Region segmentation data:
↓↓↓
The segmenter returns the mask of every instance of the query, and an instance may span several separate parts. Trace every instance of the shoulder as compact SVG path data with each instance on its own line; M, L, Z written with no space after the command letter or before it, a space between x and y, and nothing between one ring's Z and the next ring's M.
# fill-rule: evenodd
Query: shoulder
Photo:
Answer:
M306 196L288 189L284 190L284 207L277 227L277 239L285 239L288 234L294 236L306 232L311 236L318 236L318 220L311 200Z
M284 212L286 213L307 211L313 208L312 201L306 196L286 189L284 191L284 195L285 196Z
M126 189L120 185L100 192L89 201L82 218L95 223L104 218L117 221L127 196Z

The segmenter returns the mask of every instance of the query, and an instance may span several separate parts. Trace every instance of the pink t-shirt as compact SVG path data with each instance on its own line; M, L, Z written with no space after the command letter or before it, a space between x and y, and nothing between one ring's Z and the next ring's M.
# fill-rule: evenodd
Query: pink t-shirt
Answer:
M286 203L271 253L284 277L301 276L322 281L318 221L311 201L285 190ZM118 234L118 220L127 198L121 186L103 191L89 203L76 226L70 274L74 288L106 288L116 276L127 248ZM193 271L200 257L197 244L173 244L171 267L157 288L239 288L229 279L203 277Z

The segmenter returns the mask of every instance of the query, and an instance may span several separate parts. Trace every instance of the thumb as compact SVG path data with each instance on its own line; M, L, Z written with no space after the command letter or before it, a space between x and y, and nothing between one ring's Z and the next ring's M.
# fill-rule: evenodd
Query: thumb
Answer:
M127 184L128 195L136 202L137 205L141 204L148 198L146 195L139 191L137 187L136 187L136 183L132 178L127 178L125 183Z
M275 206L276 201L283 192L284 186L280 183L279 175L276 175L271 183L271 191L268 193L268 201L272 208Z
↑↑↑
§ **PROMPT**:
Convert every line of the items into a Markdown table with the columns "Row" and "Line", numbering the rows in order and leaving out blank lines.

§ **THE OUTPUT**:
| Row | Line |
|---|---|
| 1 | The segmenter returns the mask of every instance of the query, and an instance may span several separate parts. Trace every instance of the shoulder as compact SVG path data with each instance on its own line; M, L, Z written with no space after the command letter or before it, a space between x and y, and nothing between one ring's Z and the next ring's M. |
| 2 | # fill-rule: evenodd |
| 3 | Query: shoulder |
| 4 | Photo: |
| 5 | Answer: |
| 6 | M306 196L288 189L284 190L284 207L277 227L277 239L285 239L288 234L294 236L306 232L311 236L318 236L318 220L311 200Z |
| 7 | M284 212L286 213L307 211L313 208L312 201L306 196L286 189L284 191L284 195L285 196Z |
| 8 | M126 189L120 185L100 192L89 201L82 218L95 223L104 218L117 221L127 196Z |
| 9 | The segmenter returns the mask of every instance of the query, and an instance may span several separate parts. Trace every instance of the pink t-shirt as compact SVG path data with each instance on its own line; M, L, Z written with no space after the command letter or before it, a space between x and y, and nothing between one ring's Z and the next ring's M. |
| 10 | # fill-rule: evenodd |
| 11 | Query: pink t-shirt |
| 12 | Answer: |
| 13 | M286 203L271 253L284 277L301 276L322 281L318 221L311 201L285 190ZM118 234L118 220L127 198L121 186L103 191L89 203L76 226L70 274L74 288L106 288L116 276L127 248ZM193 271L200 257L197 244L173 244L171 267L157 288L239 288L229 279L203 277Z |
| 14 | The segmenter returns the mask of every instance of the query, and an instance may span several separate parts. Trace every instance of the thumb as compact SVG path data with each instance on its own line; M, L, Z written with no space after the command letter or before it, a space between x and y, and nothing between one ring's Z and the next ring's M. |
| 15 | # fill-rule: evenodd |
| 16 | Query: thumb |
| 17 | Answer: |
| 18 | M127 184L128 195L136 202L137 205L141 204L148 198L146 195L139 191L137 187L136 187L136 183L132 178L127 178L125 183Z |
| 19 | M275 206L276 201L283 192L284 186L280 183L279 175L276 175L271 183L271 191L268 193L268 201L272 208Z |